**Extracted text:**
....

Proposal: Handle websocket closure while performing initial handshake #70

yutotakano · 2021-06-12T08:37:26Z

Heya Karl, thanks as always for the simple yet amazing library. This proposal is to implement a design decision to handle websocket closures during the gateway handshake stage.

Proposal

While waiting for Opcode Hello and Opcode Dispatch "Ready", discord-haskell should handle websocket close codes properly, similar to how it is done in eventStream:
https://github.com/aquarial/discord-haskell/blob/7a33ecf756c6b404f7201e229a71bfdbd408e873/src/Discord/Internal/Gateway/EventLoop.hs#L175-L183

Existing Code

Currently, the library closes with ConnClosed on lines 74-76 (while waiting for Hello):
https://github.com/aquarial/discord-haskell/blob/7a33ecf756c6b404f7201e229a71bfdbd408e873/src/Discord/Internal/Gateway/EventLoop.hs#L74-L76
and on lines 67-69 (while waiting for Ready):
https://github.com/aquarial/discord-haskell/blob/7a33ecf756c6b404f7201e229a71bfdbd408e873/src/Discord/Internal/Gateway/EventLoop.hs#L67-L69
The library only properly filters and handle the close codes in eventStream, which is only called after Hello and Ready was received as expected.

Impact

Our bot experiences periodic disconnection from Discord (which itself is fine, since it reconnects), but once in a while, when a disconnection happens during the handshake phase, the bot goes down for good and never retries. Specifically, we get a 4000 Close Request "Unknown Error" as the Response to Identify. This is not a fatal error, and should reconnect (docs say 4000 is worth reconnecting). This proposal would fix it.

A problem I might see is that the bot would keep rapidly retrying indefinitely if there is no internet connection (i think), resulting in perhaps high computation power, so a delay may be necessary.

Other libraries

discord.py
- Uses a single poll_event function everywhere to get everything from Hello, Heartbeat, Dispatch, etc. This function contains a try/catch, in which it handles close codes even during the Hello/Ready exchange, and reconnects as necessary: https://github.com/Rapptz/discord.py/blob/3b555737778f718a4106fdc87a47e0a097bab37c/discord/gateway.py#L571-L576
discord.js
- Upon opening a websocket, it immediately registers a .on("CLOSE") callback handler, that does the checking against a list of UNRESUMABLE_CLOSE_CODES, and resumes as necessary (which means even during Hello/Ready).

....

[Records from a data collection]
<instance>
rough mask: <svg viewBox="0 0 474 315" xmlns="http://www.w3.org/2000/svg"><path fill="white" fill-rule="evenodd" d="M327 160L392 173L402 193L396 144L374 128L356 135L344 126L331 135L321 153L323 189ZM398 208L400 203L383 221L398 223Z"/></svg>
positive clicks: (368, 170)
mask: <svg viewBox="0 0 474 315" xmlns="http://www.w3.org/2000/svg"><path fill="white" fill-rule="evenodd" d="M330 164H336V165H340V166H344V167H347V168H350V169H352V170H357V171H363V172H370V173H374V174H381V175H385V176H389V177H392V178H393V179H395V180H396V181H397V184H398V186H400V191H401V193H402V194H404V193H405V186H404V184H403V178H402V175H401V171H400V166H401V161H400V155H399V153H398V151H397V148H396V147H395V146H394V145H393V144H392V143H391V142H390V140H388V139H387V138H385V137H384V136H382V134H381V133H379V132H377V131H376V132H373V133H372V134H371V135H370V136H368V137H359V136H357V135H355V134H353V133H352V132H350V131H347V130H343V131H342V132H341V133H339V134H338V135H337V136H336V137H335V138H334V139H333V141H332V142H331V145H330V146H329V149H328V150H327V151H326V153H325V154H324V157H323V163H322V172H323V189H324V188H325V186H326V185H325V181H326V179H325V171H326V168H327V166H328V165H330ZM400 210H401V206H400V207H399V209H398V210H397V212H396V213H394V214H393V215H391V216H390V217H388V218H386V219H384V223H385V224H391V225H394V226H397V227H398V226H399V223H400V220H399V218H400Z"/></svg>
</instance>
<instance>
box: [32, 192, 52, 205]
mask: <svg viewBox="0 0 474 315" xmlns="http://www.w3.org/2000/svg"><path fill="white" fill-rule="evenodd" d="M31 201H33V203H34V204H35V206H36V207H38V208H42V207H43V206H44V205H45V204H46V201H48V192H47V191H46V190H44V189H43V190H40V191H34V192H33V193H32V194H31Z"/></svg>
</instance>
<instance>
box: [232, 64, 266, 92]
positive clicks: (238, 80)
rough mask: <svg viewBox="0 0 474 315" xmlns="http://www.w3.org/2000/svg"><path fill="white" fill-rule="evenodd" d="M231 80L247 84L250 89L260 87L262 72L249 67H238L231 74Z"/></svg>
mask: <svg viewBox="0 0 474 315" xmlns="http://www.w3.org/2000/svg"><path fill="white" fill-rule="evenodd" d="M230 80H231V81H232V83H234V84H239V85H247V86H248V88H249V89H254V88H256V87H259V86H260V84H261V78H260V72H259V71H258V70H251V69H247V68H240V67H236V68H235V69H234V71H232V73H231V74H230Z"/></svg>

....

**Task requirements:**
a) In the handshake proposal, what close code does the bot receive as the response to Identify?
b) For each statement below, say whether it agrees with the handshake proposal, and quote the words that decide it.
(i) The library properly handles close codes in eventStream.
(ii) discord.py uses separate functions to receive Hello and Heartbeat.
(iii) The author thinks a delay between retries may be needed.
c) Carry the handshake proposal forward from where it stops.

**Outputs for the tasks:**
a) A 4000 Close Request "Unknown Error".

b)
(i) Yes: "The library only properly filters and handle the close codes in eventStream"
(ii) No: "Uses a single poll_event function everywhere to get everything from Hello, Heartbeat, Dispatch, etc."
(iii) Yes: "so a delay may be necessary."

c)
serenity (rust)
- Similar to python, uses a single handle_event function everywhere to get everything from Hello, Heartbeat, Dispatch, etc. If the websocket has closed, it calls handle_close_event which logs and checks as necessary, then reconnects (L474). This means it also properly reconnects upon an error during handshake.
discordgo
- Does not handle close codes during Hello/Ready/Identify (it returns err, which is caught in the defer func, and then just exits without reconnecting). It treats any and ALL connection errors there as a fatal error (similar to the current discord-haskell).

Overall, all major libraries reconnect as appropriate. The golang library was interesting, but either they may not have had reports on this (since they are not as major as py/js), or they made a conscious design decision not to reconnect.

The text was updated successfully, but these errors were encountered:

aquarial · 2021-06-13T06:03:38Z

Great idea, I appreciate the prior-art references too. Always detailed!

Also I like that you're using this library to run a bot. I started this library in 2018 trying to write a discord chat exporter, but discord.hs library was defunct. Reading through that code, it's filled with monad instances and complicated type stuff.

Very good proposal, having a busy day so I'll work on this tomorrow I think. Maybe extract a handleCloseRequest func.

Specifically, we get a 4000 Close Request "Unknown Error" as the Response to Identify. This is not a fatal error, and should reconnect (docs say 4000 is worth reconnecting)

the bot would keep rapidly retrying indefinitely if there is no internet connection, so a delay may be necessary

Nice narrow issue space. Retrying indefinably with a delay is a natural idea. I think the library shouldn't give up.

aquarial · 2021-06-14T20:59:43Z

Error codes like 4000, 1000, etc are specifically sent by the server. If the wifi cuts then the eventloop notices there's no heartbeat and tries to reconnect.

Reading the discord socket error codes, most of these handle a library error, or tell to reconnect. Seems safe to reconnect on any gateway close event code.

I pushed a commit that adds reconnecting. I'm going to test it out as well before I push a new hackage version.

extra-deps:
- github: aquarial/discord-haskell
  commit: 83cbc89e006ad91648a5f6f6d04c73ea758d028b
- emoji-0.1.0.2

yutotakano · 2021-06-18T16:34:39Z

~~Hmmm, I don't think this necessarily addresses the issue. I'll elaborate and edit this message in a few hours.~~

When the Discord docs say "Reconnect and start a new session.", I think they mean "close the websocket and start anew", which is different from "try resuming again". So, when a CloseRequest is given within ConnReconnect (L106), my theory is that you have to do a ConnStart.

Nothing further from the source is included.